The Last Gunfight: The Real Story
of the Shootout at the O.K. Corral and How it Changed the American
West (2011) by Jeff Guinn
Thanks to tv, radio, and film, many
Americans born after 1950 have a specific image of the "Wild
West" as a lawless, violent place, where "good cowboys"
and "bad cowboys" had shoot-outs on Main Street every other
day. Even opera has perpetuated this myth- see Puccini's The Girl
of the Golden West.
Because
of Jeff Guinn and other historians of frontier America, though, we
can learn what the West was actually
like: filled with optimists who poured out of the overcrowded East
and were interested in building up towns around gold and silver
strikes. Contrary to the myths, violence (especially gun violence)
was relatively rare and actively dissuaded. In places like Tombstone
(Arizona Territory), for instance, men weren't allowed to carry
concealed weapons, and even had to check their guns in saloons and
other establishments like we check our coats today. After all, bloody
shoot-outs and violence scared would-be investors away from
burgeoning frontier towns, and when the gold and silver discoveries
ended, the towns needed some kind of economic stability.
What
makes this book so fascinating, then, is Guinn's exploration of the
famous shoot-out near
the O. K. Corral on October 26, 1881 between (on one side) lawmen
Wyatt Earp, Virgil Earp, Morgan Earp, and the dentist Doc Holliday,
(and on the other side) cowboys Billy Claiborne, Ike and Billy
Clanton, and Tom and Frank McLaury. Far from being an ordinary
occurrence, shoot-outs like this were discussed throughout the
territory, and even picked up by newspapers around the nation.
Guinn
takes us through all the events that led up to the showdown,
including the efforts of the Earp brothers to secure prestigious and
remunerative positions in each town they moved to, and the vexed
relationship between cowboys (synonymous back then with "outlaws")

• Given request: Can you reproduce the book review word for word, starting with "The Last Gunfight: The" and going on through "the Golden West."?

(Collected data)
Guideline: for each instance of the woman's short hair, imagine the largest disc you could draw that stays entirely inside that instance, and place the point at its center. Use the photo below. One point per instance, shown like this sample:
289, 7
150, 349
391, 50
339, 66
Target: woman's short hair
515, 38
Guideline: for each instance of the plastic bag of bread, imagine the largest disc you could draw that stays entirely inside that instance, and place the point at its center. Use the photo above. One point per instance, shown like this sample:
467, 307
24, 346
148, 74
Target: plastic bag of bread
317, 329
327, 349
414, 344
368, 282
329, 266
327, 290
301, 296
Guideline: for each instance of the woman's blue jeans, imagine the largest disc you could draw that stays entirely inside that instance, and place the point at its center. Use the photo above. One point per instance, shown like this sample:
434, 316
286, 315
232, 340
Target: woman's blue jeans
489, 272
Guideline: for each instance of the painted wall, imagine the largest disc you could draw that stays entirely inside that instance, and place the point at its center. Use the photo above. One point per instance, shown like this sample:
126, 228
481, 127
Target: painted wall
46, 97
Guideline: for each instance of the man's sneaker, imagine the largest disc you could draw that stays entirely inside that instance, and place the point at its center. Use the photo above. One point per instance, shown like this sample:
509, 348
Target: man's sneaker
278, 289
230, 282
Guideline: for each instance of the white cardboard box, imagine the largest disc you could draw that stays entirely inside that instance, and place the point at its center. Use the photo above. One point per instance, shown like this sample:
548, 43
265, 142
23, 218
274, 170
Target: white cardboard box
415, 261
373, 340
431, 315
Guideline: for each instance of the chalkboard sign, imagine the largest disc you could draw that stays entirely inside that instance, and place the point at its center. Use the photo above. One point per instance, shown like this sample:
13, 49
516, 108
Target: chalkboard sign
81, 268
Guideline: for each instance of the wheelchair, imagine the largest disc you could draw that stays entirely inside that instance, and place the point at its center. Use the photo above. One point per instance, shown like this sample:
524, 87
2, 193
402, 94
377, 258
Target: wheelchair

• Answer for the task:
The Last Gunfight: The Real Story
of the Shootout at the O.K. Corral and How it Changed the American
West (2011) by Jeff Guinn
Thanks to tv, radio, and film, many
Americans born after 1950 have a specific image of the "Wild
West" as a lawless, violent place, where "good cowboys"
and "bad cowboys" had shoot-outs on Main Street every other
day. Even opera has perpetuated this myth- see Puccini's The Girl
of the Golden West.